___ CONJUNTO DE DATOS

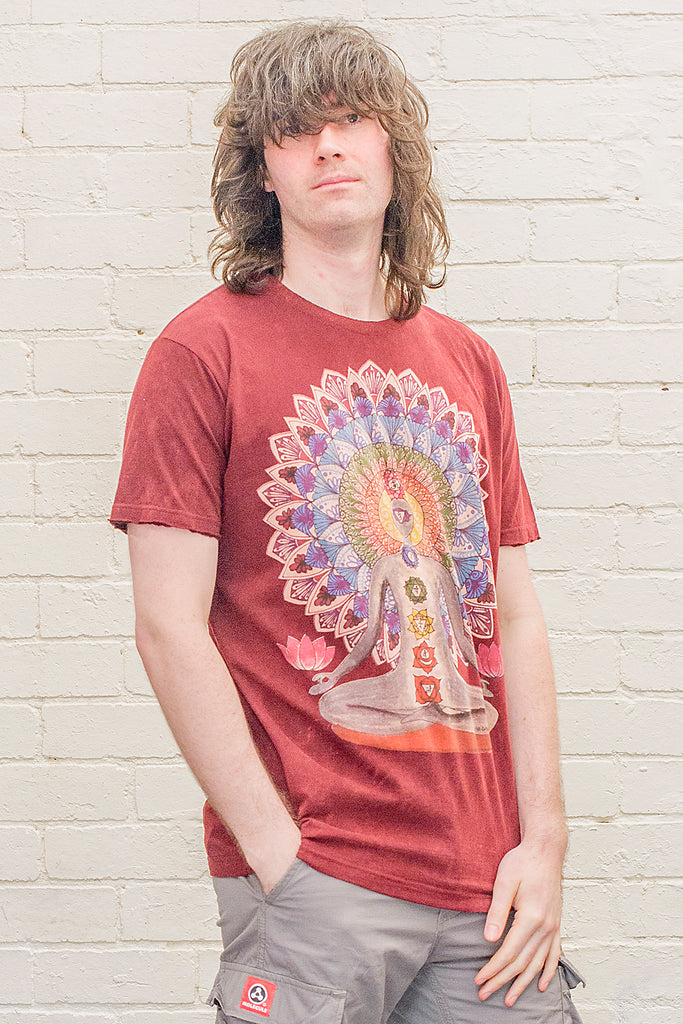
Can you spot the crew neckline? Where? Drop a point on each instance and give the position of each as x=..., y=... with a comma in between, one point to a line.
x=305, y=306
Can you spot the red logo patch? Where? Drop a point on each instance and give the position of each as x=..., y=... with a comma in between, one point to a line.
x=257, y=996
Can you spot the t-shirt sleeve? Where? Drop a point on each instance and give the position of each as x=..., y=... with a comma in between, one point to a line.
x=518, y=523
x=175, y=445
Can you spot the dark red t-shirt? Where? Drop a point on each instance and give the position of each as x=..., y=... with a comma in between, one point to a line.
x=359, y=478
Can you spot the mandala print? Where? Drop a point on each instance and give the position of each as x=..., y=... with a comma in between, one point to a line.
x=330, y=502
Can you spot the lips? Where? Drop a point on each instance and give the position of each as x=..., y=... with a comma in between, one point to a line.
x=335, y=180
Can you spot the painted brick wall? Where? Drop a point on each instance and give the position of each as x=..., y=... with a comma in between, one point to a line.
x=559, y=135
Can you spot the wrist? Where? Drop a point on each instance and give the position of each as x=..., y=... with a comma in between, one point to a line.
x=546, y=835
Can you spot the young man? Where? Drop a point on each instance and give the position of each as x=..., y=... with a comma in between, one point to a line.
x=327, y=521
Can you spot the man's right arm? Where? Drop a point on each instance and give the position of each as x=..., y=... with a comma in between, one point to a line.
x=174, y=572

______
___ CONJUNTO DE DATOS

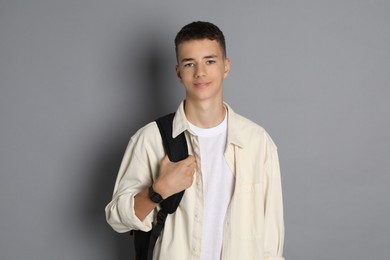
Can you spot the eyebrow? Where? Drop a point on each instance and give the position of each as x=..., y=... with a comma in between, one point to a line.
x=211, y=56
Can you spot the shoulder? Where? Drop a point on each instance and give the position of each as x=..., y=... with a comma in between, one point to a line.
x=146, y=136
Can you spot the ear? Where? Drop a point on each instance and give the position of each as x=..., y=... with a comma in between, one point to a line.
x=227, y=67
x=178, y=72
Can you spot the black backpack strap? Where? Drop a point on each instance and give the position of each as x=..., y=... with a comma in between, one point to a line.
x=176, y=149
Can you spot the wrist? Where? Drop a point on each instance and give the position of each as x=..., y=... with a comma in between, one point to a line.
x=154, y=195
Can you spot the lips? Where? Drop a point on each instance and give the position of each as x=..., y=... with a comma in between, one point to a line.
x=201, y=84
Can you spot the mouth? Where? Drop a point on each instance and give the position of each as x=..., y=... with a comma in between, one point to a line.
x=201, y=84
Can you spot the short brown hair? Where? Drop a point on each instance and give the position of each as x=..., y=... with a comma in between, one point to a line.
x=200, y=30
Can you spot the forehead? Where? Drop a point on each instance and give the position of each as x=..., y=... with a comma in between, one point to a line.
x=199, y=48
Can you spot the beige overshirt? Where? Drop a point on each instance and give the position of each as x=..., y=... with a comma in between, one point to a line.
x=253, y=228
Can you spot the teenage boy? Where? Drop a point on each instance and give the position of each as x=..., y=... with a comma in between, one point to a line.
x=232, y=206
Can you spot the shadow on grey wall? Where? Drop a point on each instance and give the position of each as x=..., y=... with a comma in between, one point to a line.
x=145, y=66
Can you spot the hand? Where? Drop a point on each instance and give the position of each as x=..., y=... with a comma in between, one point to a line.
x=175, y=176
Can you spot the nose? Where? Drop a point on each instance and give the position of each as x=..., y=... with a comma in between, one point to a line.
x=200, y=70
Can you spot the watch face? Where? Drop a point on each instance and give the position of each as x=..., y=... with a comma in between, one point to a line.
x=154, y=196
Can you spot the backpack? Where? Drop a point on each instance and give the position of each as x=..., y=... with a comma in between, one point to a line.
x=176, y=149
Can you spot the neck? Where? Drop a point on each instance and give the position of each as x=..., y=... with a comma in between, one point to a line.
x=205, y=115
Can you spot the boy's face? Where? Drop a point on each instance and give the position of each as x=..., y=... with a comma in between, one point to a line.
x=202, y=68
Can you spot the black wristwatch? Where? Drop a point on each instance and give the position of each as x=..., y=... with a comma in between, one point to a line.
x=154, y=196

______
___ CONJUNTO DE DATOS

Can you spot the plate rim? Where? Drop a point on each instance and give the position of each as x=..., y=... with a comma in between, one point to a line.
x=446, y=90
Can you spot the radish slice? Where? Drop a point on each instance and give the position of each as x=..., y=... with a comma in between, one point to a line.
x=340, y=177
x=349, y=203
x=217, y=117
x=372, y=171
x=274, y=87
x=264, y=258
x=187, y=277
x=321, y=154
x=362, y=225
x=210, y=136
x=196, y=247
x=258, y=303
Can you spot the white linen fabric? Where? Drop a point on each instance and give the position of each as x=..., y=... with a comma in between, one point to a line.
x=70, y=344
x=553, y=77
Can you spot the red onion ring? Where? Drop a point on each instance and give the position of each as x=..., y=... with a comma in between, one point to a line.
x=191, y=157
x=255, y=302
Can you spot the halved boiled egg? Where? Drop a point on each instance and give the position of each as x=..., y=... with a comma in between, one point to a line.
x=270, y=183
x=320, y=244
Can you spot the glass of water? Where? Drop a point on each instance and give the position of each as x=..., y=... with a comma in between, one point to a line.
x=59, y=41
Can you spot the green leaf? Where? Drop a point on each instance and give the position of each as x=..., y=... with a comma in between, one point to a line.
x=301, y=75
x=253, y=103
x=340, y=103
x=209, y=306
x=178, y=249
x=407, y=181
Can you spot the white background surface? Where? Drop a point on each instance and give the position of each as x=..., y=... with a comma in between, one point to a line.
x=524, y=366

______

TAREA - Busca todas las líneas de arriba que contienen la palabra "backpack" y cópialas. Se distingue entre mayúsculas y minúsculas.

SOLUCIÓN -
Can you spot the black backpack strap? Where? Drop a point on each instance and give the position of each as x=..., y=... with a comma in between, one point to a line.
Can you spot the backpack? Where? Drop a point on each instance and give the position of each as x=..., y=... with a comma in between, one point to a line.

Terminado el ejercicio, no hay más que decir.